Le terme « aryanisation » pose problème à l’égard de ces personnes qui ont physiquement disparu. La loi du 22 juillet 1941 avait pour ambition « d’éliminer toute influence juive dans l’économie nationale », mais quelle influence peuvent encore avoir ces gens puisqu’ils ont disparu ?

L’inventaire du fonds AJ38 permet de repérer l’existence de dossiers intitulés « Biens des Juifs extradés de » dans seulement 10 départements : l’Ariège, l’Aude (et région de Carcassonne), l’Aveyron, le Gers, l’Hérault (en fait Béziers, Montpellier et Sète), le Lot, les Basses-Pyrénées, les Hautes-Pyrénées et le Tarn-et-Garonne. Ces départements se situent tous en zone sud ; quelles dispositions ont été prévues en zone occupée. Quel arsenal législatif, quelles différentes instructions ont-été utilisées pour déclencher la gestion de ces biens abandonnés ? La mise en œuvre de la liquidation de ces bien a-t-elle été systématique et identique partout ? Enfin on s’attachera à un département où la liquidation des biens des déportés a été particulièrement poussée : le Lot-et-Garonne

I. Instructions officielles avant les rafles

Les instructions ne sont pas les mêmes à Paris, dans le reste de la ZO et dans la Zone non occupée.

A. Zone occupée :

La règle pour Paris et le département de la Seine a été décidée trois mois après le premier départ vers Auschwitz ; plus de 5 000 Juifs ont déjà été déportés, mais il est vrai que dans les cinq convois partis de France du 27 mars au 28 juin 1942, il ne s’agit pas encore de familles complètes qui sont arrachées de leurs logements. Le 7 juillet 1942 une réunion a donc lieu au 31bis avenue Foch entre les représentants de Vichy et Dannecker au terme de laquelle sont arrêtées les instructions pour la rafle du Vel d’Hiv − ces instructions resteront valables dans les autres rafles perpétrées jusqu’au début 1944 par la police de Paris :

Il faudra s’assurer que les compteurs de gaz, d’électricité et eau seront fermés. Les clefs du logement seront remises à la concierge ou à des voisins, sous l’engagement verbal mais formel qu’aucun pillage ne sera commis2.

Le sort futur des appartements scellés et du mobilier n’est pas envisagé. Il fallait une certaine candeur à Bousquet pour imaginer que les concierges d’abord3, puis les occupants allemands, n’iraient pas tôt ou tard visiter les appartements. Apparaître comme complice d’un pillage qu’elle savait inéluctable, c’est peut-être ce qu’a voulu éviter la police de Paris par ce recours au concierge. La suite est aujourd’hui connue : un officier allemand sonne un jour chez la concierge, prend la clé et fait vider l’appartement pour le compte de l’Einsatzstab Rosenberg.

Dans les autres départements de zone occupée l’administration française n’a pas pu sauver les apparences : les sections locales de la Sipo-SD réclament aux préfets la liste des appartements laissés libres, puis les clés des logements qui sont alors mis à la disposition l’Etat-Major Rosenberg comme à Melun en octobre 1942, voire réquisitionnés pour loger des soldats ou du personnel allemands, à Dijon le 9 octobre 1942 ou dans la Marne en août 1942 :

La remise par la police française des appartements libérés se fera dans le courant de la semaine. Une fois les perquisitions effectuées, il est prévu de mettre ces lieux à la disposition des bureaux de cantonnement4.
——————————
(Objectif)
Recopiez mot pour mot, dans l'extrait ci-dessus sur les biens des Juifs déportés, le passage qui va de « La remise par » jusqu'à « bureaux de cantonnement4. » inclus.

[Éléments de données]
——————————
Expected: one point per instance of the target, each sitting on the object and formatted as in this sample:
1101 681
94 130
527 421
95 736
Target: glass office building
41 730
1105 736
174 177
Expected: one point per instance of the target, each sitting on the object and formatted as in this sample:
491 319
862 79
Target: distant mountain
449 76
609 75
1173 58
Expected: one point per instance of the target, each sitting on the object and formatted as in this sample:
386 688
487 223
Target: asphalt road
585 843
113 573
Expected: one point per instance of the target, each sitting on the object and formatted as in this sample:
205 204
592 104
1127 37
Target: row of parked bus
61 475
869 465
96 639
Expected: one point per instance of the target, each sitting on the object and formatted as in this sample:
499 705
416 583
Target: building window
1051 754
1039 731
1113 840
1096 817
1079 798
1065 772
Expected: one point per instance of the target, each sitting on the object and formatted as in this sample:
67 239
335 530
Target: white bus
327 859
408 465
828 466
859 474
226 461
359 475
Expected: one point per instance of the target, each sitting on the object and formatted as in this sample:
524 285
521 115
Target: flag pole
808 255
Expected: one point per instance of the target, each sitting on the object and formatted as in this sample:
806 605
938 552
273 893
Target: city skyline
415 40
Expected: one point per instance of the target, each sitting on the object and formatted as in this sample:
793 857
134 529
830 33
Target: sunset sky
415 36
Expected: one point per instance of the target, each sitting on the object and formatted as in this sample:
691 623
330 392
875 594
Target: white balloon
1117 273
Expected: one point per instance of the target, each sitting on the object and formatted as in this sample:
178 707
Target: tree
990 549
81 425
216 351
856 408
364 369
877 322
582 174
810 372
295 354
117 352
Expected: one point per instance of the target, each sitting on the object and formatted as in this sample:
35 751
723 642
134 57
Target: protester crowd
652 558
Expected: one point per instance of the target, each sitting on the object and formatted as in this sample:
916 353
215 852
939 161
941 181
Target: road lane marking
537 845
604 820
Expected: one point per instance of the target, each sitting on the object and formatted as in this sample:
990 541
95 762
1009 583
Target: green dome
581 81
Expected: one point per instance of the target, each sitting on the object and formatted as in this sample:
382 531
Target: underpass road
——————————
(Résultat attendu)
La remise par la police française des appartements libérés se fera dans le courant de la semaine. Une fois les perquisitions effectuées, il est prévu de mettre ces lieux à la disposition des bureaux de cantonnement4.